PROBLEM TO WORK ON: Looking at the data below, report how many lines contain "ring", with no other words.

(Dataset records)
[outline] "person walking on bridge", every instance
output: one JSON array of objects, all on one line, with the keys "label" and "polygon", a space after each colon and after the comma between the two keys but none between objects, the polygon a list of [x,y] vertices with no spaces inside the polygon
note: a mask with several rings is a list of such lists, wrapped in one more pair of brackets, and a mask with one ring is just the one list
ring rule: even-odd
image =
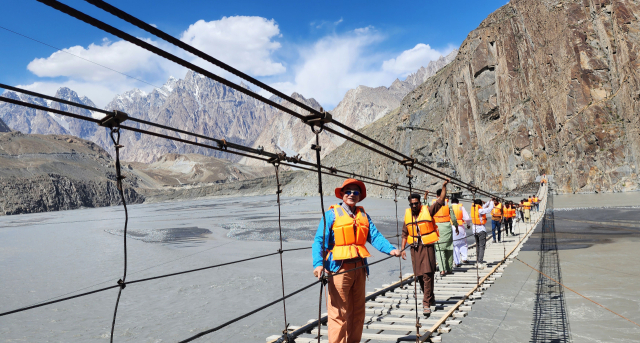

TASK OUTPUT: 2